### Set task 1
In the account of the volunteering service, what is the name of the host organization?

### Page text
%%
How to survive a volunteering service
I’ve always wanted to be a
volunteer. To give people something, to learn, to help, to be available. An
opportunity shaped up: to be a volunteer in the village of Vivares, in
Extremadura, within European Voluntary Service.
I arrived there in february and for
the following six months, I experienced the best of the human soul – working
with kind and welcoming people and receiving solidarity and affection from my
neighbours. However, I also suffered the worst treatment from the host
organization, Cerujovi (Asociación Centro Rural Joven Vida) – which, after
violating my mail, humiliating me and hurting my intimacy, put me on the street
without money and under threat, denying me the payment of my travel back to my
country as well as the return of the expense of gasoil I had put in their car.
I resisted, I survived.
I was able to survive but if they
treat their volunteers like this, I wonder what risks their employees might incur
in and above all the people they are expected to protect – they are especially
vulnerable because of their age or their disabilities… I am afraid of what
might happen to them, because I couldn’t see any effective supervision that can
protect them.
Boy/Girl: if, like me, you have
always dreamt of being a volunteer, let me give you some advice so you can
survive better than me:
Don’t
show you can understand or speak Spanish. If you already master the language
(or when you do) use that ability only to know the country and the people better,
but for Cerujovi keep pretending that
you neither understand nor speak Spanish. This way you will save yourself from
some humiliation. But if you are interested in travelling across the country,
learning about its people and their heritage, you ought to do it by yourself,
since Cerujovi won’t introduce you to anything. You will see there are so many
things to discover in Extremadura and Spain… so much to fall in love with. It
is really a shame that Cerujovi makes an effort to make so many volunteers
leave the service with an idea of Spain far more negative than it should be.
%%
### Data shown
%%
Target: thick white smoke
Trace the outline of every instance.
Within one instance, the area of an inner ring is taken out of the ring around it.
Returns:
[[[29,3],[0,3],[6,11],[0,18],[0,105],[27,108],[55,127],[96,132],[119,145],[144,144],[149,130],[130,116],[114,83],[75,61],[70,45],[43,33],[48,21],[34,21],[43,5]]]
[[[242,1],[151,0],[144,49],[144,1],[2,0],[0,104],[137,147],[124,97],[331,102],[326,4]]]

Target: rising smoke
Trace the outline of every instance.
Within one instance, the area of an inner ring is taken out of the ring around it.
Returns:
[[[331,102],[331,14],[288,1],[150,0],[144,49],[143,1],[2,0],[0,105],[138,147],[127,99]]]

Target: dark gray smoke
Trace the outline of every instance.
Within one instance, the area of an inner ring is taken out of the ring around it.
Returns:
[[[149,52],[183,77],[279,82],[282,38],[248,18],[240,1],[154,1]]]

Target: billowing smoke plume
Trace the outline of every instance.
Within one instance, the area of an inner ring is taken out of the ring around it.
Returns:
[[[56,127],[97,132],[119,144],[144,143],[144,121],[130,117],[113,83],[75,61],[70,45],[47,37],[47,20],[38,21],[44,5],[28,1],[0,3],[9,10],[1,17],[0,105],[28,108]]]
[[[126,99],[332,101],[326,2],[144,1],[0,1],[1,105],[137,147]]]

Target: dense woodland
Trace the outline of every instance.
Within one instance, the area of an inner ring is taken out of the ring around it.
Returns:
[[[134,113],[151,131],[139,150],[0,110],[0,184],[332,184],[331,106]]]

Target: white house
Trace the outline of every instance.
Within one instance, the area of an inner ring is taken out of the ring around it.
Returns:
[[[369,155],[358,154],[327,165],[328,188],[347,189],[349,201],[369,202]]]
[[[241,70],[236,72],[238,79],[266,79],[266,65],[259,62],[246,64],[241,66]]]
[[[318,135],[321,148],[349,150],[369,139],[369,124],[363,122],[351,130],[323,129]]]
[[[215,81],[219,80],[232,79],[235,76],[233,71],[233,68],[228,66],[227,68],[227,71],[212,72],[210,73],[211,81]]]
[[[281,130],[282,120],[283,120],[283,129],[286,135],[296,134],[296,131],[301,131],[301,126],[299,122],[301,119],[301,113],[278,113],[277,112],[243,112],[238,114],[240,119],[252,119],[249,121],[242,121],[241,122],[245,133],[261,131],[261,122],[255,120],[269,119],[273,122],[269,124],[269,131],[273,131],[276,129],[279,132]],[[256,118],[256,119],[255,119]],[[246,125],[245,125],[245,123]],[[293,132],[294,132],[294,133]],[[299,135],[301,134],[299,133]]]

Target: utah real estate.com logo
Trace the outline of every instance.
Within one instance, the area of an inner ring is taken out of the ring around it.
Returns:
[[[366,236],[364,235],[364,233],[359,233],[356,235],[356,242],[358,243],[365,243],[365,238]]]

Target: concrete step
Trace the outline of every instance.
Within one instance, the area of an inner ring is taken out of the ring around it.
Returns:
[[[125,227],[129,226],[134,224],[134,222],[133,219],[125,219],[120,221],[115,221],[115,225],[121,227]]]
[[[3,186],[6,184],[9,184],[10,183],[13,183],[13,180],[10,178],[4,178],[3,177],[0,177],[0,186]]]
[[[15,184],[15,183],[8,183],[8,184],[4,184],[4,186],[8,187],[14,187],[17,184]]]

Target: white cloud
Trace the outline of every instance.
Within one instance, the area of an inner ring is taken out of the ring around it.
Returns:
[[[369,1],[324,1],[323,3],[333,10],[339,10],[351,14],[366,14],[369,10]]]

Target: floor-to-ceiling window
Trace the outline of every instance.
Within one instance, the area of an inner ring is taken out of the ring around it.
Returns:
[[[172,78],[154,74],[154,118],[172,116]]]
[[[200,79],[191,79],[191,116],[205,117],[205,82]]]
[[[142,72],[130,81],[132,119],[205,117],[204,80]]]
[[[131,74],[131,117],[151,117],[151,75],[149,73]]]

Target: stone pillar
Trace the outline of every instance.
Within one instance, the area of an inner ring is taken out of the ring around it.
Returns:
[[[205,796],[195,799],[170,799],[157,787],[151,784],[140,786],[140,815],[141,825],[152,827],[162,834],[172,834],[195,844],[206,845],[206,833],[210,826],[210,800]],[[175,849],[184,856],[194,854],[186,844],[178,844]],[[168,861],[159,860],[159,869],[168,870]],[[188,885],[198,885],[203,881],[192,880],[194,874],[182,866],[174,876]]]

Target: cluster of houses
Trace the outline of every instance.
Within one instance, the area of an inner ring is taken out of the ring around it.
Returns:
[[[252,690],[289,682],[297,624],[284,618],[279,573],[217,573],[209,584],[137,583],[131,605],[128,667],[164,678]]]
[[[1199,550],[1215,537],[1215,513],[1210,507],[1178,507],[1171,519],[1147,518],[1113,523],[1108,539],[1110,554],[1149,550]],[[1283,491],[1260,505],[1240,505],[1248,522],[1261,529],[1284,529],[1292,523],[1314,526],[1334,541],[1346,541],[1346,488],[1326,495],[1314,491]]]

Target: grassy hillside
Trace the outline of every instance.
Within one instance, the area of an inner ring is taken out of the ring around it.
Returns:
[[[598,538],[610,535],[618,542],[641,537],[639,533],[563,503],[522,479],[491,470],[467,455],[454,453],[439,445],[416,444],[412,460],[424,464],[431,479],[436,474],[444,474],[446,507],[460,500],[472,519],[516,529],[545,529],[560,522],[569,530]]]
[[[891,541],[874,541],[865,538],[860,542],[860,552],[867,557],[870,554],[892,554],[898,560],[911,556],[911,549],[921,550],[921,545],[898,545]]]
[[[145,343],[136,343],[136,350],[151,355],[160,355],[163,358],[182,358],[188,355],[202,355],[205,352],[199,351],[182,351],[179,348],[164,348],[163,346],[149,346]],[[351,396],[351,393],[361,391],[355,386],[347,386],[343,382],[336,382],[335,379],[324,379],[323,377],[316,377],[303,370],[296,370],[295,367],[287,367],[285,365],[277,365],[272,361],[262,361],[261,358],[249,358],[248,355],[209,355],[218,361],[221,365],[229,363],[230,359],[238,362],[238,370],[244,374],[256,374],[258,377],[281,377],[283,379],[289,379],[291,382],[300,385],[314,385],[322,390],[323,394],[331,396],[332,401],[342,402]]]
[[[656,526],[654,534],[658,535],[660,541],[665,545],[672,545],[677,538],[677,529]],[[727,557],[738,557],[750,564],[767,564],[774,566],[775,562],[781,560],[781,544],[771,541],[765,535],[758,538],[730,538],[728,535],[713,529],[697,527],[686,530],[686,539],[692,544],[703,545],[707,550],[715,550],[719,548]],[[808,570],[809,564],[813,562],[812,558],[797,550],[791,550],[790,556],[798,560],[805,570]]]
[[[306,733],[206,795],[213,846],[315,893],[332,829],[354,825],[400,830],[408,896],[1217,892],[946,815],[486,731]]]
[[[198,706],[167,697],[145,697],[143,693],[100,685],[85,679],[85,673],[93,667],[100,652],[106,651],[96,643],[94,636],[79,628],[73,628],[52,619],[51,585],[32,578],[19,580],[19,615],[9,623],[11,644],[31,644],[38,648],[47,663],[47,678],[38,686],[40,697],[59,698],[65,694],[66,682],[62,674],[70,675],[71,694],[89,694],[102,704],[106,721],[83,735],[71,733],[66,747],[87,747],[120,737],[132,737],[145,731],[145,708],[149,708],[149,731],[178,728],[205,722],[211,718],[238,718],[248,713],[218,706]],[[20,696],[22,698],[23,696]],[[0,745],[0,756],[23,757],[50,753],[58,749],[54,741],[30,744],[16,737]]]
%%
### Set task 2
In the records, revise the lines between the one holding "Target: floor-to-ceiling window" and the one holding "[[[131,74],[131,117],[151,117],[151,75],[149,73]]]", inclusive, so that "floor-to-ceiling window" becomes "full-height window" and nothing else changes. Return only those lines.

### Full solution 1
Cerujovi (Asociación Centro Rural Joven Vida).

### Full solution 2
Target: full-height window
Trace the outline of every instance.
Within one instance, the area of an inner ring is taken out of the ring around it.
Returns:
[[[172,78],[154,74],[154,118],[172,116]]]
[[[200,79],[191,79],[191,116],[205,117],[205,82]]]
[[[142,72],[130,81],[132,119],[205,117],[204,80]]]
[[[131,74],[131,117],[151,117],[151,75],[149,73]]]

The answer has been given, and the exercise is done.